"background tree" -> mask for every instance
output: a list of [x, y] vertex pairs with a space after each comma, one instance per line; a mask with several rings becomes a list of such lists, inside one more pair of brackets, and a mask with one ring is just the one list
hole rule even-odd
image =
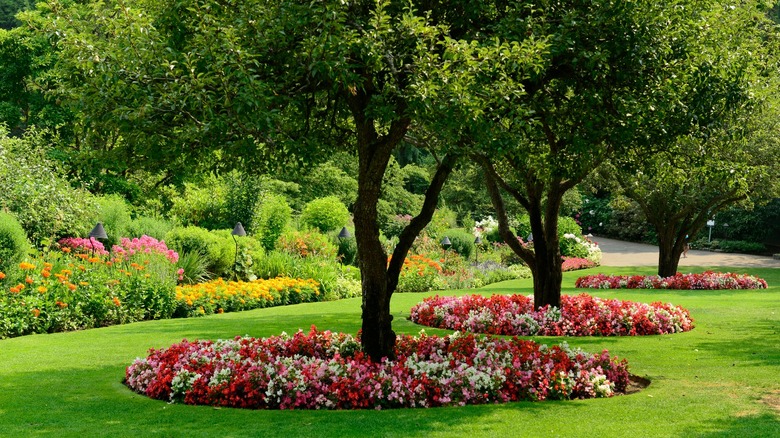
[[[476, 139], [489, 152], [475, 158], [502, 237], [533, 273], [535, 306], [560, 306], [557, 224], [565, 193], [609, 157], [652, 155], [722, 118], [747, 96], [744, 59], [716, 56], [708, 46], [717, 44], [705, 38], [710, 9], [721, 7], [716, 2], [515, 7], [489, 26], [490, 34], [543, 39], [549, 48], [535, 75], [501, 78], [525, 93], [493, 95], [486, 130], [492, 136]], [[512, 233], [503, 193], [527, 210], [532, 246]]]
[[388, 265], [377, 204], [393, 151], [415, 122], [461, 122], [453, 108], [469, 68], [497, 51], [524, 65], [539, 49], [456, 41], [445, 23], [388, 1], [55, 0], [30, 22], [56, 36], [63, 99], [96, 131], [121, 133], [106, 151], [117, 162], [170, 175], [316, 163], [334, 149], [357, 155], [362, 341], [374, 360], [393, 354], [390, 298], [456, 161], [439, 154]]
[[[720, 116], [663, 153], [616, 156], [610, 166], [656, 232], [658, 275], [677, 272], [685, 245], [717, 212], [778, 194], [777, 32], [756, 6], [713, 9], [701, 36], [709, 44], [697, 58], [721, 82], [691, 85], [715, 94], [730, 76], [740, 77], [728, 105], [705, 107]], [[722, 62], [726, 56], [729, 62]]]

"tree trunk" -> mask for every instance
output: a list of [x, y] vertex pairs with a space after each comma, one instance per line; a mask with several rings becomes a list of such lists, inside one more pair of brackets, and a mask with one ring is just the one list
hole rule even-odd
[[658, 275], [671, 277], [677, 273], [685, 241], [678, 238], [673, 227], [667, 227], [666, 230], [659, 230], [656, 227], [656, 233], [658, 234]]
[[[550, 305], [561, 308], [561, 272], [560, 242], [558, 241], [558, 211], [561, 196], [557, 190], [550, 189], [542, 218], [541, 200], [531, 200], [528, 216], [531, 231], [534, 234], [534, 253], [536, 269], [531, 270], [534, 279], [534, 309]], [[544, 222], [542, 222], [544, 220]]]

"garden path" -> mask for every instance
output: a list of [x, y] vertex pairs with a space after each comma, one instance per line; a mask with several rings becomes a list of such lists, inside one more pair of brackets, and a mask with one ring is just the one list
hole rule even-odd
[[[591, 240], [601, 248], [602, 266], [658, 266], [657, 246], [596, 236]], [[690, 250], [687, 258], [680, 258], [680, 266], [780, 268], [780, 260], [748, 254]]]

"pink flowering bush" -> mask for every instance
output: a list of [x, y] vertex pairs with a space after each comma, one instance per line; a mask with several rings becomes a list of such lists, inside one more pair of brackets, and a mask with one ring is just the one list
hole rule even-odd
[[94, 237], [90, 237], [89, 239], [84, 237], [65, 237], [58, 240], [57, 243], [60, 245], [60, 248], [65, 250], [65, 252], [70, 252], [73, 250], [77, 253], [83, 254], [95, 253], [97, 255], [108, 255], [106, 247]]
[[401, 335], [396, 360], [373, 363], [352, 336], [317, 331], [269, 338], [184, 340], [151, 350], [125, 384], [149, 397], [253, 409], [382, 409], [609, 397], [628, 365], [517, 338]]
[[179, 253], [172, 249], [168, 249], [164, 240], [157, 240], [154, 237], [143, 235], [140, 238], [136, 237], [128, 239], [123, 237], [119, 245], [114, 245], [111, 250], [116, 255], [124, 256], [125, 258], [131, 257], [136, 253], [142, 254], [161, 254], [164, 255], [171, 263], [179, 261]]
[[563, 264], [561, 265], [561, 271], [579, 271], [580, 269], [588, 269], [597, 266], [591, 260], [583, 259], [579, 257], [564, 257]]
[[409, 319], [429, 327], [510, 336], [635, 336], [693, 328], [688, 311], [672, 304], [582, 294], [561, 296], [561, 307], [534, 310], [533, 298], [523, 295], [437, 295], [414, 306]]
[[701, 274], [677, 273], [672, 277], [657, 275], [588, 275], [575, 282], [576, 287], [591, 289], [766, 289], [766, 280], [748, 274], [705, 271]]

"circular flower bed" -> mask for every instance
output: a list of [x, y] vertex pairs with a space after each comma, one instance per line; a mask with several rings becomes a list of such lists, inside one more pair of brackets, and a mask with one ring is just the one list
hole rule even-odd
[[705, 271], [701, 274], [657, 275], [587, 275], [574, 283], [591, 289], [766, 289], [766, 280], [748, 274]]
[[510, 336], [633, 336], [691, 330], [686, 309], [663, 303], [605, 300], [587, 294], [561, 296], [562, 308], [533, 308], [523, 295], [426, 298], [411, 310], [417, 324]]
[[298, 331], [257, 339], [186, 340], [151, 350], [125, 383], [149, 397], [257, 409], [381, 409], [625, 392], [628, 365], [520, 339], [401, 335], [397, 359], [373, 363], [347, 334]]

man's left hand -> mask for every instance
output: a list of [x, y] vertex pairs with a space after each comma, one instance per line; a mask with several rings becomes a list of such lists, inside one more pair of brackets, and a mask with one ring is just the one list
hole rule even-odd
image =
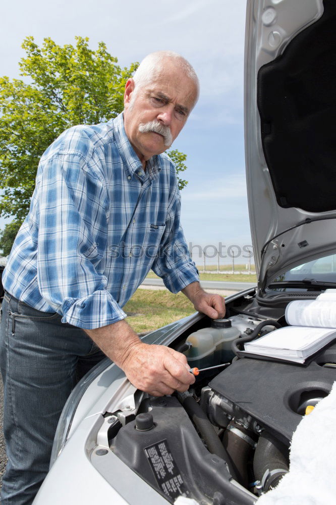
[[192, 282], [186, 286], [182, 292], [194, 304], [199, 312], [202, 312], [212, 319], [223, 318], [225, 315], [225, 301], [220, 294], [206, 293], [199, 282]]

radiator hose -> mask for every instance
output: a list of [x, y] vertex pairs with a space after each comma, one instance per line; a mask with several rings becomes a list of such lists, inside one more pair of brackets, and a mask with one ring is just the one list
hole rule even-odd
[[240, 337], [234, 340], [231, 344], [231, 348], [236, 356], [238, 356], [238, 351], [243, 350], [240, 347], [240, 345], [245, 343], [246, 342], [250, 342], [254, 340], [257, 337], [259, 336], [259, 333], [264, 326], [275, 326], [275, 328], [281, 328], [281, 325], [272, 319], [268, 319], [267, 321], [261, 321], [259, 324], [254, 329], [251, 335], [247, 335], [246, 337]]
[[284, 444], [264, 431], [259, 437], [253, 460], [253, 471], [266, 492], [273, 489], [289, 471], [288, 449]]
[[209, 451], [224, 460], [228, 465], [231, 476], [237, 480], [237, 475], [231, 458], [223, 447], [213, 425], [210, 423], [205, 413], [190, 393], [178, 393], [177, 395], [203, 437]]

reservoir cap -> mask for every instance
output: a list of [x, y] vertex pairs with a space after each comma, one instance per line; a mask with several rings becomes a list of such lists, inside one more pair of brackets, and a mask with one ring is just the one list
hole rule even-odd
[[230, 319], [213, 319], [211, 328], [231, 328], [231, 321]]
[[148, 431], [153, 426], [153, 416], [149, 412], [139, 414], [135, 418], [135, 427], [139, 431]]

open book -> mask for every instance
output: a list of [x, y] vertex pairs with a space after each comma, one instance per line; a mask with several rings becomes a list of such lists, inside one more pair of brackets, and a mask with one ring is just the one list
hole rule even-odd
[[291, 301], [285, 317], [291, 326], [247, 342], [244, 354], [304, 363], [336, 339], [336, 289], [327, 289], [315, 300]]

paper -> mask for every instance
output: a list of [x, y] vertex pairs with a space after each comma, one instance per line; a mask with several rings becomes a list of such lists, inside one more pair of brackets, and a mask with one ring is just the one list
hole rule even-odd
[[336, 328], [336, 299], [291, 301], [286, 307], [285, 317], [291, 325]]

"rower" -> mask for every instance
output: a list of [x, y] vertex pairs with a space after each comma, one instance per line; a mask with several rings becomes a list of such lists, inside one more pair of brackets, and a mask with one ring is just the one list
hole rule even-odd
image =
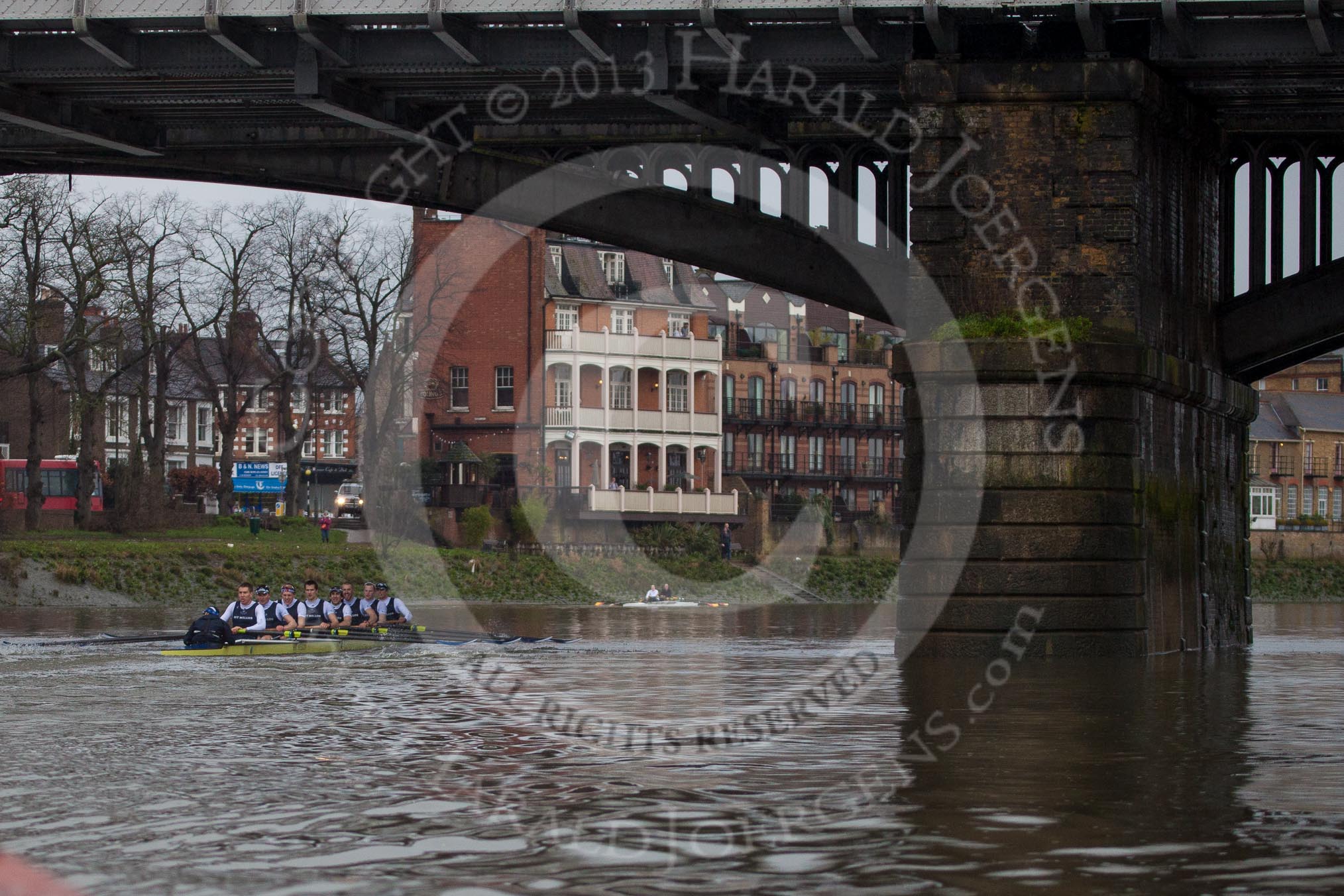
[[234, 634], [262, 631], [266, 627], [266, 614], [251, 596], [251, 582], [238, 586], [238, 599], [224, 607], [219, 618], [234, 630]]
[[[285, 619], [293, 619], [288, 613], [282, 613], [280, 604], [270, 599], [270, 588], [266, 586], [259, 586], [257, 588], [257, 611], [261, 614], [267, 629], [288, 629], [290, 627]], [[271, 635], [263, 634], [263, 641], [270, 641]]]
[[387, 594], [387, 583], [379, 582], [374, 586], [374, 591], [378, 595], [378, 623], [384, 622], [399, 622], [402, 625], [411, 621], [411, 611], [402, 603], [401, 598], [394, 598]]
[[[340, 594], [340, 588], [332, 588]], [[317, 583], [304, 582], [304, 599], [298, 602], [300, 629], [327, 629], [327, 602], [317, 594]]]
[[358, 606], [349, 609], [351, 622], [356, 629], [371, 629], [378, 623], [378, 598], [374, 595], [374, 583], [364, 583], [364, 596]]
[[323, 603], [323, 613], [333, 629], [348, 629], [351, 626], [349, 603], [345, 602], [344, 588], [333, 587], [327, 594], [327, 600]]
[[294, 599], [294, 586], [289, 583], [280, 586], [280, 604], [276, 607], [276, 615], [281, 619], [288, 618], [289, 622], [276, 627], [281, 631], [297, 629], [298, 621], [304, 618], [304, 611], [300, 609], [302, 603]]
[[224, 647], [231, 645], [238, 635], [228, 627], [228, 623], [219, 618], [219, 610], [206, 607], [200, 618], [191, 623], [181, 642], [192, 650], [208, 650], [211, 647]]

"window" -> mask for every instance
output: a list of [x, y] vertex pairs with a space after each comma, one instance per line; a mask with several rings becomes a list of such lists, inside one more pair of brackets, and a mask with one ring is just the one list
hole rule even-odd
[[602, 273], [606, 274], [609, 285], [625, 282], [625, 253], [598, 253], [597, 257], [602, 262]]
[[210, 445], [215, 441], [215, 408], [196, 406], [196, 445]]
[[1251, 486], [1251, 517], [1273, 517], [1274, 505], [1278, 502], [1275, 494], [1278, 489], [1261, 485]]
[[106, 418], [109, 442], [130, 441], [130, 399], [109, 398]]
[[243, 427], [243, 454], [266, 453], [266, 430], [259, 426]]
[[449, 400], [453, 403], [453, 410], [465, 411], [466, 410], [466, 368], [454, 367], [448, 375], [449, 384]]
[[555, 329], [571, 330], [579, 326], [579, 306], [578, 305], [556, 305], [555, 306]]
[[164, 414], [164, 441], [181, 445], [187, 441], [187, 406], [169, 404]]
[[840, 438], [840, 469], [837, 476], [853, 476], [855, 458], [857, 457], [857, 439], [852, 435]]
[[808, 473], [825, 473], [827, 469], [827, 437], [808, 437]]
[[668, 410], [685, 411], [687, 399], [685, 371], [668, 371]]
[[612, 408], [617, 411], [630, 410], [630, 368], [612, 368]]
[[323, 455], [345, 457], [345, 430], [325, 430], [323, 433]]
[[570, 380], [569, 367], [555, 371], [555, 407], [574, 407], [573, 382]]
[[780, 437], [780, 472], [793, 473], [798, 469], [798, 437]]
[[[24, 480], [27, 486], [27, 477]], [[42, 493], [48, 498], [73, 498], [78, 488], [78, 470], [42, 470]]]
[[747, 465], [753, 470], [765, 469], [765, 433], [747, 433]]
[[344, 414], [345, 392], [341, 390], [323, 391], [323, 414]]
[[513, 408], [513, 368], [495, 368], [495, 407]]

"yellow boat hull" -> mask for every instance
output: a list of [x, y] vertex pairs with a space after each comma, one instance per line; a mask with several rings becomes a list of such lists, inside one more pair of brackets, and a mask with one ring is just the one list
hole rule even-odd
[[[284, 641], [251, 641], [247, 643], [231, 643], [227, 647], [211, 647], [210, 650], [188, 650], [173, 647], [160, 650], [165, 657], [255, 657], [280, 656], [292, 653], [339, 653], [341, 650], [367, 650], [380, 647], [386, 641], [331, 641], [331, 639], [284, 639]], [[395, 642], [391, 642], [395, 643]]]

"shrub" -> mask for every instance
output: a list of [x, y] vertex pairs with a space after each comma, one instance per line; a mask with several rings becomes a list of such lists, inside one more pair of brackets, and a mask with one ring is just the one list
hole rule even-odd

★ ★ ★

» GOAL:
How many lines in the listing above contain the word "tree"? Reply with the number alone.

» EXERCISE SOLUTION:
2